Source excerpt:
Hmm, maybe I can add something to the discussion the. :-) I'll try to base my comments on my previous comment (using the fact that many people use WYSIWYG HTML tools today, and they are mainly focused on producing nice output in IE, while mantaining an accetable result in NS4). I'd say that using strict mode for unknown doctypes would be a very bad idea in this case. If you go around, you will see very few pages using strict layout, and when they do they generally use the correct doctype declaration. The same cannot be said about the much more common case of transitional doctypes. Most of the pages use transitional syntax, and many of them do not contain a doctype declaration. That would leave us with three options: transitional with standards mode, transitional with quirks mode and old HTML 3 mode. First one is the best in my opinion. I changed the doctype in documents at work today (using Henri's tip) and the results were better, but with minor quirks I will be watching more closely tomorrow. Second one should be ok also, but then we fallback to my rants above. :-) It would not be in my preference to use this mode, but... Third one is out of question I think. By doing so we were going to ignore CSS mostly, and results would be horrible. This is a pretty tricky topic, but I think that it should, at least at this time, be resolved based on today's trends on HTML authoring. A nice idea would be (I think this was already suggested in some way): make one of them the default, and create an invisible preference (only editable going to the prefs file) to change it. That way, Mozilla can easily adapt to any decision made, and when people decide to change it then no problems would arise.

Given request A: In the doctype comment, which of the three options does the writer call out of the question?
Given request B: Please rewrite the listing, starting at its first line and ending at the line containing "1120 145 L 1125", with "thin twig" changed to "slender twig" and nothing else altered. Leave out the pictures.
The listing that follows has nothing to do with the doctype comment above it.

Given data:
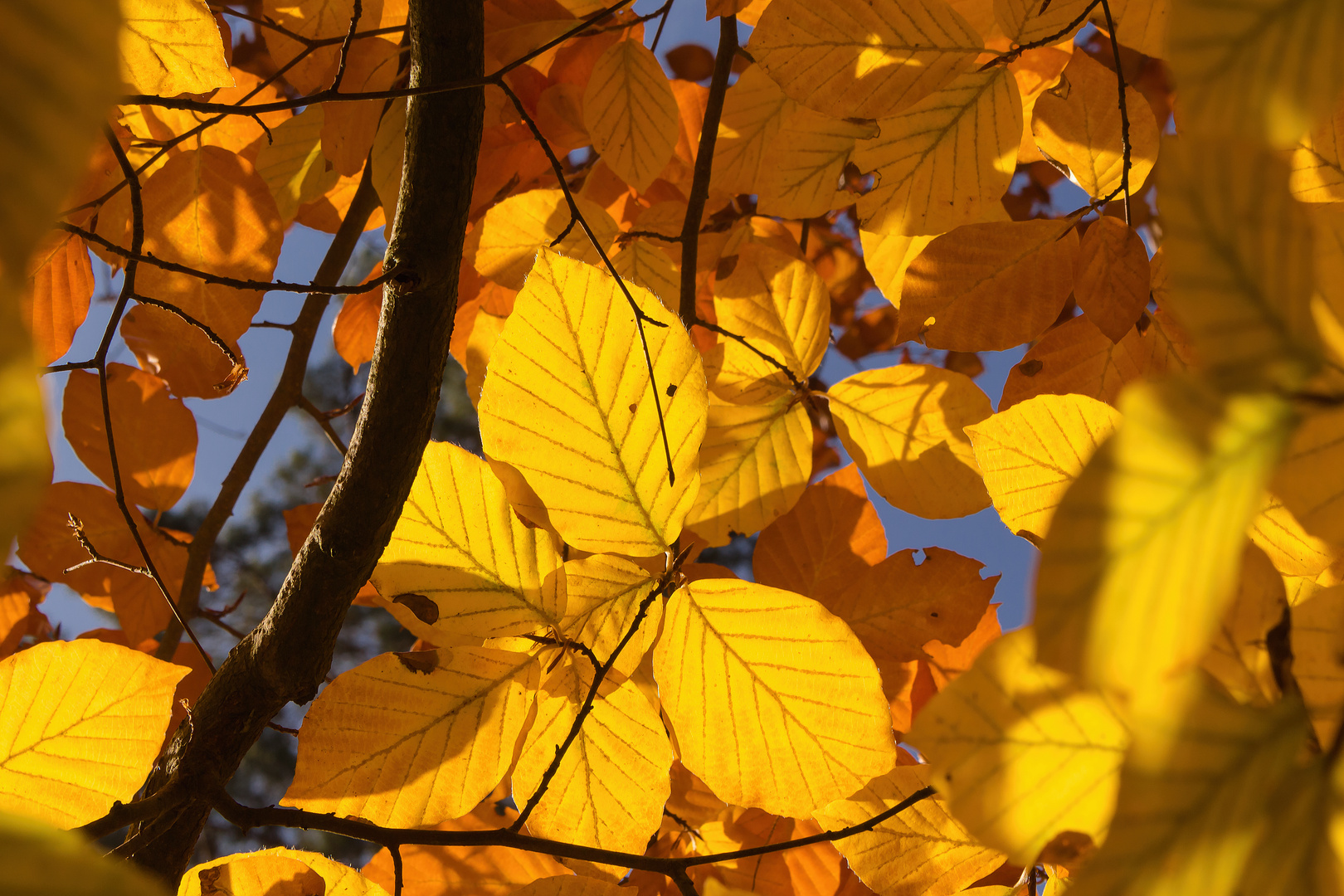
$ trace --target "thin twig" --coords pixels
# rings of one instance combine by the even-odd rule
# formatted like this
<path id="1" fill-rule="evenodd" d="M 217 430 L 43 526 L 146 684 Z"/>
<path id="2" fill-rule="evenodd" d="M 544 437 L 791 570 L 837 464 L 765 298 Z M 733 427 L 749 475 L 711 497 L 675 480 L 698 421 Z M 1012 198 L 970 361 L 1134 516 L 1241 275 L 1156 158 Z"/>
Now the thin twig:
<path id="1" fill-rule="evenodd" d="M 737 51 L 738 17 L 723 16 L 719 19 L 719 52 L 714 58 L 714 77 L 710 79 L 710 95 L 704 103 L 704 124 L 700 126 L 700 148 L 695 156 L 691 195 L 687 196 L 685 218 L 681 222 L 681 301 L 679 312 L 681 322 L 688 330 L 695 324 L 695 269 L 700 251 L 700 218 L 704 215 L 704 201 L 710 195 L 714 144 L 719 134 L 723 97 L 728 91 L 728 75 L 732 71 L 732 56 Z"/>
<path id="2" fill-rule="evenodd" d="M 1120 145 L 1125 152 L 1125 164 L 1120 169 L 1120 188 L 1125 192 L 1125 223 L 1129 223 L 1129 109 L 1125 105 L 1125 69 L 1120 64 L 1120 43 L 1116 40 L 1116 20 L 1110 17 L 1110 1 L 1101 0 L 1106 13 L 1106 30 L 1110 31 L 1110 52 L 1116 58 L 1116 82 L 1120 85 Z"/>

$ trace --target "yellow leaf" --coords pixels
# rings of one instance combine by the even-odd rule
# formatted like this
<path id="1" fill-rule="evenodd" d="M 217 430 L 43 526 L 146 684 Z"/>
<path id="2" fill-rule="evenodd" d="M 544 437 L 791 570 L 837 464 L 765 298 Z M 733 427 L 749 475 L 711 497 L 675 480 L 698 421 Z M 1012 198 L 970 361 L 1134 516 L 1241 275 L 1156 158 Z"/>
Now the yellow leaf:
<path id="1" fill-rule="evenodd" d="M 276 861 L 284 860 L 284 861 Z M 327 858 L 321 853 L 309 853 L 301 849 L 285 849 L 284 846 L 273 846 L 271 849 L 262 849 L 255 853 L 239 853 L 233 856 L 220 856 L 219 858 L 211 860 L 208 862 L 202 862 L 195 868 L 187 870 L 181 876 L 181 883 L 177 885 L 177 896 L 212 896 L 210 888 L 202 887 L 202 875 L 207 877 L 214 877 L 210 872 L 216 868 L 230 869 L 230 866 L 239 866 L 239 877 L 237 879 L 243 887 L 249 884 L 259 884 L 257 889 L 245 889 L 242 892 L 257 893 L 262 896 L 267 892 L 267 887 L 285 880 L 276 875 L 285 873 L 285 869 L 293 869 L 294 865 L 304 865 L 312 872 L 316 872 L 321 879 L 321 884 L 325 885 L 327 896 L 387 896 L 388 891 L 383 889 L 374 881 L 368 880 L 358 870 L 349 865 L 343 865 L 337 861 Z M 293 873 L 290 870 L 290 873 Z M 233 877 L 233 873 L 228 875 Z M 223 875 L 219 876 L 223 879 Z M 270 880 L 270 884 L 265 881 Z M 310 877 L 308 880 L 312 880 Z M 319 881 L 313 881 L 314 884 Z M 284 887 L 284 884 L 281 884 Z M 235 896 L 242 896 L 242 892 L 233 891 Z M 277 896 L 280 893 L 286 893 L 288 891 L 277 888 Z M 305 893 L 305 896 L 308 896 Z"/>
<path id="2" fill-rule="evenodd" d="M 895 763 L 878 669 L 816 600 L 732 579 L 681 587 L 653 674 L 681 762 L 728 803 L 806 817 Z"/>
<path id="3" fill-rule="evenodd" d="M 517 519 L 485 461 L 430 442 L 374 587 L 430 643 L 493 638 L 560 621 L 560 563 L 550 533 Z"/>
<path id="4" fill-rule="evenodd" d="M 233 87 L 219 26 L 203 0 L 121 0 L 121 79 L 175 97 Z"/>
<path id="5" fill-rule="evenodd" d="M 1038 395 L 966 427 L 995 509 L 1015 535 L 1039 545 L 1064 489 L 1120 412 L 1086 395 Z"/>
<path id="6" fill-rule="evenodd" d="M 806 106 L 784 114 L 780 130 L 765 144 L 755 181 L 757 211 L 780 218 L 817 218 L 853 201 L 836 189 L 856 140 L 871 140 L 871 121 L 841 121 Z"/>
<path id="7" fill-rule="evenodd" d="M 616 239 L 617 226 L 612 216 L 595 203 L 574 197 L 579 212 L 597 235 L 602 249 Z M 601 258 L 583 228 L 574 224 L 570 232 L 554 246 L 555 238 L 570 226 L 570 207 L 559 189 L 530 189 L 491 206 L 485 216 L 466 235 L 462 250 L 481 273 L 500 286 L 523 289 L 523 279 L 532 270 L 536 253 L 543 246 L 562 255 L 601 265 Z"/>
<path id="8" fill-rule="evenodd" d="M 796 106 L 763 67 L 753 64 L 738 75 L 723 98 L 710 185 L 726 193 L 755 192 L 762 159 L 778 141 L 780 128 Z"/>
<path id="9" fill-rule="evenodd" d="M 1004 351 L 1055 322 L 1074 287 L 1078 234 L 1067 220 L 966 224 L 906 270 L 896 341 Z"/>
<path id="10" fill-rule="evenodd" d="M 1344 544 L 1344 410 L 1312 414 L 1293 433 L 1274 493 L 1302 529 L 1329 544 Z"/>
<path id="11" fill-rule="evenodd" d="M 845 450 L 892 505 L 926 519 L 989 506 L 962 430 L 989 416 L 989 396 L 968 376 L 900 364 L 855 373 L 828 395 Z"/>
<path id="12" fill-rule="evenodd" d="M 757 582 L 823 603 L 887 556 L 887 535 L 853 463 L 808 486 L 757 539 Z"/>
<path id="13" fill-rule="evenodd" d="M 1068 26 L 1083 15 L 1087 0 L 1054 0 L 1040 4 L 1035 0 L 995 0 L 995 19 L 1004 35 L 1015 46 L 1059 35 L 1067 39 Z M 1075 58 L 1082 54 L 1075 54 Z"/>
<path id="14" fill-rule="evenodd" d="M 606 662 L 625 638 L 657 579 L 625 557 L 595 553 L 564 564 L 569 604 L 559 630 L 589 647 L 598 662 Z M 622 676 L 638 669 L 644 653 L 653 646 L 663 618 L 663 602 L 649 604 L 636 637 L 625 645 L 616 665 Z"/>
<path id="15" fill-rule="evenodd" d="M 536 680 L 488 647 L 374 657 L 313 701 L 281 802 L 390 827 L 465 815 L 508 771 Z"/>
<path id="16" fill-rule="evenodd" d="M 1120 410 L 1055 510 L 1036 629 L 1043 662 L 1144 701 L 1203 656 L 1235 594 L 1292 410 L 1185 379 L 1130 386 Z"/>
<path id="17" fill-rule="evenodd" d="M 711 545 L 755 535 L 788 513 L 812 478 L 812 422 L 790 395 L 770 404 L 711 400 L 700 492 L 687 527 Z"/>
<path id="18" fill-rule="evenodd" d="M 591 684 L 589 661 L 574 657 L 542 685 L 536 720 L 513 768 L 513 802 L 519 806 L 536 793 Z M 504 762 L 508 759 L 505 754 Z M 609 678 L 528 817 L 528 830 L 547 840 L 641 853 L 663 821 L 671 767 L 672 744 L 659 711 L 633 681 L 617 685 Z M 622 873 L 617 872 L 617 879 Z"/>
<path id="19" fill-rule="evenodd" d="M 985 647 L 907 737 L 953 814 L 1009 861 L 1060 832 L 1106 837 L 1129 732 L 1110 700 L 1036 661 L 1031 627 Z"/>
<path id="20" fill-rule="evenodd" d="M 930 780 L 929 766 L 896 766 L 847 799 L 816 813 L 827 829 L 868 821 Z M 839 841 L 859 879 L 882 896 L 946 896 L 1003 864 L 1003 853 L 973 838 L 937 797 L 926 797 L 870 832 Z"/>
<path id="21" fill-rule="evenodd" d="M 1102 215 L 1087 228 L 1074 266 L 1074 298 L 1106 339 L 1129 334 L 1152 298 L 1148 247 L 1118 218 Z"/>
<path id="22" fill-rule="evenodd" d="M 1008 189 L 1021 144 L 1021 97 L 1004 66 L 964 74 L 859 142 L 855 164 L 878 183 L 859 223 L 879 234 L 942 234 L 982 220 Z"/>
<path id="23" fill-rule="evenodd" d="M 621 180 L 644 192 L 676 149 L 677 105 L 657 58 L 638 40 L 620 40 L 593 63 L 583 125 L 593 148 Z"/>
<path id="24" fill-rule="evenodd" d="M 1110 834 L 1070 896 L 1242 892 L 1254 834 L 1304 748 L 1302 707 L 1254 709 L 1196 688 L 1183 716 L 1134 720 Z"/>
<path id="25" fill-rule="evenodd" d="M 1312 230 L 1288 167 L 1223 141 L 1163 150 L 1169 309 L 1223 386 L 1296 388 L 1316 365 Z"/>
<path id="26" fill-rule="evenodd" d="M 1183 133 L 1286 149 L 1344 85 L 1344 7 L 1335 0 L 1184 0 L 1172 12 Z"/>
<path id="27" fill-rule="evenodd" d="M 324 121 L 321 103 L 313 103 L 271 128 L 270 142 L 257 152 L 257 173 L 270 187 L 281 227 L 289 227 L 300 206 L 323 196 L 340 180 L 323 156 Z"/>
<path id="28" fill-rule="evenodd" d="M 1288 187 L 1304 203 L 1344 201 L 1344 103 L 1324 118 L 1293 150 Z"/>
<path id="29" fill-rule="evenodd" d="M 980 578 L 984 563 L 945 548 L 899 551 L 866 570 L 851 587 L 821 598 L 878 662 L 927 660 L 922 645 L 957 646 L 976 630 L 999 576 Z"/>
<path id="30" fill-rule="evenodd" d="M 909 109 L 970 69 L 982 48 L 943 0 L 771 0 L 749 44 L 784 93 L 837 118 Z"/>
<path id="31" fill-rule="evenodd" d="M 629 290 L 645 317 L 652 382 L 616 282 L 542 251 L 495 345 L 478 412 L 485 453 L 517 467 L 566 543 L 652 556 L 676 540 L 695 501 L 707 390 L 676 316 L 648 290 Z"/>
<path id="32" fill-rule="evenodd" d="M 707 371 L 722 399 L 765 404 L 789 395 L 792 382 L 775 364 L 806 383 L 827 352 L 831 294 L 825 281 L 808 262 L 775 249 L 742 247 L 731 274 L 715 279 L 714 313 L 719 326 L 747 343 L 722 337 L 722 361 L 711 361 Z"/>
<path id="33" fill-rule="evenodd" d="M 1118 93 L 1114 71 L 1086 52 L 1075 52 L 1060 85 L 1036 99 L 1031 120 L 1031 133 L 1040 149 L 1068 165 L 1078 185 L 1094 199 L 1120 187 L 1125 168 Z M 1129 85 L 1125 85 L 1125 109 L 1129 189 L 1137 193 L 1157 161 L 1157 121 L 1144 94 Z"/>
<path id="34" fill-rule="evenodd" d="M 78 833 L 0 813 L 5 889 L 23 896 L 165 896 L 133 862 L 103 856 Z"/>
<path id="35" fill-rule="evenodd" d="M 0 661 L 0 811 L 75 827 L 130 802 L 187 672 L 91 639 L 48 641 Z"/>

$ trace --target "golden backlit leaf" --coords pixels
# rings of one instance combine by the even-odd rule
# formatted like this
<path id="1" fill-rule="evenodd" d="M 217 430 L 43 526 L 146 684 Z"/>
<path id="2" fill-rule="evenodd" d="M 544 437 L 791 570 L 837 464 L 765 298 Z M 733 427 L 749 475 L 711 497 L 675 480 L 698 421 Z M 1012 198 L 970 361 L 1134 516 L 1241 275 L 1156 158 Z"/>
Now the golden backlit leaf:
<path id="1" fill-rule="evenodd" d="M 886 556 L 882 520 L 851 463 L 809 485 L 792 510 L 765 528 L 751 570 L 761 584 L 824 603 Z"/>
<path id="2" fill-rule="evenodd" d="M 878 121 L 855 164 L 874 172 L 859 223 L 879 234 L 942 234 L 982 220 L 1017 163 L 1021 98 L 1005 67 L 961 75 L 910 109 Z"/>
<path id="3" fill-rule="evenodd" d="M 1118 93 L 1114 71 L 1086 52 L 1075 52 L 1059 86 L 1036 99 L 1031 120 L 1036 145 L 1055 161 L 1068 165 L 1074 180 L 1093 199 L 1109 196 L 1121 185 L 1125 156 Z M 1125 109 L 1129 117 L 1129 188 L 1138 192 L 1157 161 L 1157 121 L 1144 94 L 1129 85 L 1125 85 Z"/>
<path id="4" fill-rule="evenodd" d="M 681 762 L 730 803 L 806 817 L 895 763 L 878 669 L 816 600 L 731 579 L 681 587 L 653 674 Z"/>
<path id="5" fill-rule="evenodd" d="M 1333 0 L 1184 0 L 1172 4 L 1171 66 L 1180 128 L 1286 149 L 1344 85 Z"/>
<path id="6" fill-rule="evenodd" d="M 1036 629 L 1043 662 L 1144 701 L 1216 631 L 1292 410 L 1187 379 L 1130 386 L 1120 410 L 1055 510 Z"/>
<path id="7" fill-rule="evenodd" d="M 233 87 L 219 26 L 204 0 L 121 0 L 121 81 L 173 97 Z"/>
<path id="8" fill-rule="evenodd" d="M 1320 410 L 1302 420 L 1274 476 L 1274 494 L 1308 533 L 1344 544 L 1344 410 Z"/>
<path id="9" fill-rule="evenodd" d="M 1015 535 L 1039 545 L 1064 490 L 1120 411 L 1086 395 L 1038 395 L 966 427 L 995 509 Z"/>
<path id="10" fill-rule="evenodd" d="M 1110 700 L 1036 661 L 1031 627 L 985 647 L 907 739 L 970 834 L 1021 864 L 1064 830 L 1106 837 L 1129 746 Z"/>
<path id="11" fill-rule="evenodd" d="M 837 118 L 883 118 L 969 70 L 984 44 L 943 0 L 771 0 L 747 48 L 797 102 Z"/>
<path id="12" fill-rule="evenodd" d="M 391 889 L 383 889 L 374 881 L 368 880 L 358 870 L 349 865 L 343 865 L 339 861 L 328 858 L 321 853 L 310 853 L 301 849 L 285 849 L 284 846 L 273 846 L 270 849 L 262 849 L 255 853 L 243 853 L 233 856 L 220 856 L 208 862 L 202 862 L 194 868 L 190 868 L 185 875 L 181 876 L 181 884 L 177 887 L 177 896 L 211 896 L 210 889 L 203 887 L 204 880 L 202 873 L 204 872 L 207 877 L 212 877 L 210 872 L 216 868 L 227 868 L 239 861 L 246 861 L 250 868 L 245 866 L 241 883 L 259 881 L 257 872 L 267 870 L 269 861 L 273 858 L 284 858 L 286 862 L 293 862 L 297 865 L 305 865 L 310 870 L 316 872 L 321 879 L 320 881 L 313 881 L 313 884 L 321 883 L 325 887 L 327 896 L 387 896 Z M 282 865 L 284 866 L 284 865 Z M 251 872 L 251 873 L 247 873 Z M 220 875 L 220 877 L 223 877 Z M 230 875 L 233 877 L 233 875 Z M 218 880 L 218 879 L 216 879 Z M 308 880 L 312 880 L 310 877 Z M 249 891 L 249 896 L 253 891 Z M 265 893 L 265 888 L 255 891 L 258 896 Z M 288 896 L 289 891 L 285 892 Z M 241 895 L 239 895 L 241 896 Z M 306 896 L 306 893 L 305 893 Z"/>
<path id="13" fill-rule="evenodd" d="M 652 382 L 616 281 L 542 251 L 492 352 L 478 412 L 485 453 L 523 474 L 566 543 L 652 556 L 695 501 L 707 390 L 681 322 L 648 290 L 629 290 Z"/>
<path id="14" fill-rule="evenodd" d="M 5 887 L 24 896 L 167 896 L 132 862 L 103 856 L 78 833 L 0 811 Z"/>
<path id="15" fill-rule="evenodd" d="M 616 239 L 616 222 L 582 196 L 575 196 L 574 201 L 605 250 Z M 590 265 L 601 265 L 593 243 L 578 224 L 555 243 L 567 227 L 570 207 L 564 203 L 564 193 L 559 189 L 531 189 L 491 206 L 466 235 L 464 257 L 482 277 L 508 289 L 523 289 L 523 279 L 543 246 Z"/>
<path id="16" fill-rule="evenodd" d="M 28 265 L 23 318 L 32 330 L 34 357 L 51 364 L 70 351 L 93 298 L 89 246 L 74 234 L 52 231 Z"/>
<path id="17" fill-rule="evenodd" d="M 991 414 L 970 377 L 923 364 L 862 371 L 828 391 L 845 450 L 892 505 L 926 519 L 989 506 L 962 427 Z"/>
<path id="18" fill-rule="evenodd" d="M 583 91 L 583 125 L 621 180 L 640 192 L 672 159 L 677 105 L 657 58 L 638 40 L 621 40 L 593 64 Z"/>
<path id="19" fill-rule="evenodd" d="M 1120 218 L 1102 215 L 1083 235 L 1074 265 L 1074 300 L 1089 320 L 1118 343 L 1152 297 L 1144 240 Z"/>
<path id="20" fill-rule="evenodd" d="M 390 827 L 457 818 L 495 790 L 532 708 L 521 653 L 384 653 L 337 676 L 300 729 L 284 805 Z"/>
<path id="21" fill-rule="evenodd" d="M 0 660 L 0 811 L 75 827 L 130 802 L 187 672 L 91 639 Z"/>
<path id="22" fill-rule="evenodd" d="M 1239 892 L 1253 833 L 1304 747 L 1302 707 L 1255 709 L 1195 688 L 1183 716 L 1136 720 L 1110 833 L 1071 896 Z"/>
<path id="23" fill-rule="evenodd" d="M 543 682 L 536 720 L 513 767 L 516 805 L 536 793 L 589 695 L 591 673 L 587 660 L 574 657 Z M 617 685 L 609 678 L 528 817 L 528 830 L 547 840 L 640 853 L 661 823 L 671 767 L 672 744 L 659 711 L 633 681 Z"/>
<path id="24" fill-rule="evenodd" d="M 931 776 L 930 766 L 896 766 L 816 818 L 828 830 L 866 822 L 929 786 Z M 937 797 L 837 845 L 859 879 L 880 896 L 946 896 L 1004 861 L 1003 853 L 977 842 Z"/>
<path id="25" fill-rule="evenodd" d="M 812 477 L 812 422 L 790 395 L 770 404 L 712 398 L 700 492 L 685 524 L 711 545 L 755 535 L 797 502 Z"/>
<path id="26" fill-rule="evenodd" d="M 523 524 L 485 461 L 430 442 L 372 580 L 402 625 L 450 643 L 556 625 L 560 563 L 551 535 Z"/>
<path id="27" fill-rule="evenodd" d="M 1137 326 L 1120 343 L 1111 343 L 1086 314 L 1079 314 L 1048 330 L 1013 365 L 999 410 L 1034 395 L 1068 392 L 1114 404 L 1120 391 L 1136 379 L 1185 369 L 1184 339 L 1163 312 L 1140 314 Z"/>
<path id="28" fill-rule="evenodd" d="M 108 364 L 108 407 L 126 500 L 167 510 L 196 469 L 196 418 L 161 379 L 125 364 Z M 113 488 L 97 373 L 70 371 L 60 422 L 75 455 Z"/>
<path id="29" fill-rule="evenodd" d="M 1046 332 L 1074 287 L 1078 234 L 1067 220 L 965 224 L 906 270 L 896 341 L 1003 351 Z"/>
<path id="30" fill-rule="evenodd" d="M 1344 12 L 1341 12 L 1344 23 Z M 1288 167 L 1224 141 L 1163 148 L 1168 308 L 1226 387 L 1294 388 L 1316 367 L 1312 228 Z"/>

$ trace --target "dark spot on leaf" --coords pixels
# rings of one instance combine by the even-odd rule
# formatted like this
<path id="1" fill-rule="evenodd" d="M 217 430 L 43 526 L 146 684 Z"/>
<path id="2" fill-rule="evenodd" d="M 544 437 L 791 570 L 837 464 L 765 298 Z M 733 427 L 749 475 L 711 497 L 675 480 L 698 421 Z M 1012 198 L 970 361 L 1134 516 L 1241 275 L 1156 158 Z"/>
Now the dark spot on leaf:
<path id="1" fill-rule="evenodd" d="M 399 603 L 411 613 L 415 618 L 427 626 L 438 622 L 438 604 L 426 598 L 423 594 L 398 594 L 392 598 L 392 603 Z"/>
<path id="2" fill-rule="evenodd" d="M 427 676 L 434 672 L 434 665 L 438 662 L 438 654 L 433 650 L 414 650 L 411 653 L 398 653 L 396 658 L 401 660 L 402 665 L 411 672 L 418 672 Z"/>

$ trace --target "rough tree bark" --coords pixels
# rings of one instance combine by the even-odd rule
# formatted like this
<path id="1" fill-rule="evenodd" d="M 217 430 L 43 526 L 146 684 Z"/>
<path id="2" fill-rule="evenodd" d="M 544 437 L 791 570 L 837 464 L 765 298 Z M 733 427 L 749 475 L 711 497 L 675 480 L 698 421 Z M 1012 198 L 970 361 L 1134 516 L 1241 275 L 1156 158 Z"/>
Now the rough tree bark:
<path id="1" fill-rule="evenodd" d="M 411 86 L 480 78 L 480 0 L 411 0 L 410 44 Z M 173 737 L 156 779 L 185 799 L 144 822 L 121 849 L 175 885 L 211 794 L 286 703 L 317 693 L 349 603 L 410 492 L 448 360 L 482 114 L 480 87 L 409 101 L 402 193 L 384 261 L 396 274 L 384 289 L 345 463 L 270 613 L 228 654 L 190 728 Z"/>

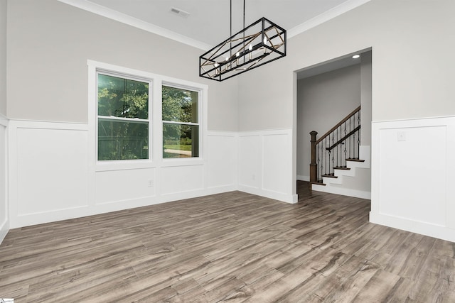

Correct result A: The old HTML 3 mode.

Correct result B:
$ trace --target "slender twig" --coords pixels
# rings of one instance combine by the even-odd rule
# formatted like this
<path id="1" fill-rule="evenodd" d="M 217 430 L 43 526 L 146 684 Z"/>
<path id="2" fill-rule="evenodd" d="M 544 437 L 791 570 L 837 464 L 765 298 Z M 733 427 L 749 475 L 711 497 L 675 480 L 698 421 Z M 1012 198 L 970 361 L 1134 516 L 1241 275 L 1156 158 Z"/>
Now the slender twig:
<path id="1" fill-rule="evenodd" d="M 737 51 L 738 17 L 723 16 L 719 19 L 719 52 L 714 58 L 714 77 L 710 79 L 710 95 L 704 103 L 704 124 L 700 126 L 700 148 L 695 156 L 691 195 L 687 196 L 685 218 L 681 222 L 681 301 L 679 312 L 681 322 L 688 330 L 695 324 L 695 269 L 700 251 L 700 218 L 704 215 L 704 201 L 710 195 L 714 144 L 719 134 L 723 97 L 728 91 L 728 75 L 732 71 L 732 56 Z"/>
<path id="2" fill-rule="evenodd" d="M 1120 145 L 1125 152 L 1125 164 L 1120 169 L 1120 188 L 1125 192 L 1125 223 L 1129 223 L 1129 109 L 1125 105 L 1125 69 L 1120 64 L 1120 43 L 1116 40 L 1116 20 L 1110 17 L 1110 1 L 1101 0 L 1106 13 L 1106 30 L 1110 31 L 1110 52 L 1116 58 L 1116 82 L 1120 85 Z"/>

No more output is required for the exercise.